Every line containing the string "instance" should be returned from the records.

**Source material**
● ● ●

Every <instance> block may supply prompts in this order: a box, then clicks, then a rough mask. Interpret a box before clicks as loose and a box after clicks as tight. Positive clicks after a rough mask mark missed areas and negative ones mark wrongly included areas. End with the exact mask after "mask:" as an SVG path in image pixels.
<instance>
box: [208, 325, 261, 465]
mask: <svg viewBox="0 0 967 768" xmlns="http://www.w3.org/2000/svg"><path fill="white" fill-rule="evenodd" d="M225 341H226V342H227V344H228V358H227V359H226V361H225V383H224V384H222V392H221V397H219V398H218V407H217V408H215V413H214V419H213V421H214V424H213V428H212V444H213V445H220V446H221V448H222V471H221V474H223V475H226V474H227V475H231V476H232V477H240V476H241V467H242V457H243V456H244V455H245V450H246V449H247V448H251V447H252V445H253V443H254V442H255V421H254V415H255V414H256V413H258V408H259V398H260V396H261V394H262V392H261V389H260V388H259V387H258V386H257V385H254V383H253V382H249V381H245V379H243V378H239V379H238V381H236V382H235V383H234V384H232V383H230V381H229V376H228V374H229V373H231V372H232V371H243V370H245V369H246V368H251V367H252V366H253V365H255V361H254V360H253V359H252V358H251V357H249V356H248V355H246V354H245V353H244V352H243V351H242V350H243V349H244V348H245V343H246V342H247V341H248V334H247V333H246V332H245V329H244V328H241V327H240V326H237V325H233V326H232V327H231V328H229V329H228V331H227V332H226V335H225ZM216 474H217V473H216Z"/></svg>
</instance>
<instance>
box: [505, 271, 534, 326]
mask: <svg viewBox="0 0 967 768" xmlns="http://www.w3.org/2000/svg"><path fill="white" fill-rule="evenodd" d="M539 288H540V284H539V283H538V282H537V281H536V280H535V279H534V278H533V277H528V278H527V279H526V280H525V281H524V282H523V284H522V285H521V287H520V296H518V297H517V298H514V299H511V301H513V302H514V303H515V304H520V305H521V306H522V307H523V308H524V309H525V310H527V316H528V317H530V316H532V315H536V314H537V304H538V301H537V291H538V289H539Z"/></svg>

● ● ●

**Written solution**
Every <instance> block may supply prompts in this order: a box, then clicks, then a rough mask. Interpret a box before clicks as loose and a box after clicks as tight. Positive clicks after a rough mask mark missed areas and negative ones mark wrongly included areas. End with the exact mask after "mask:" as an SVG path in image pixels.
<instance>
</instance>
<instance>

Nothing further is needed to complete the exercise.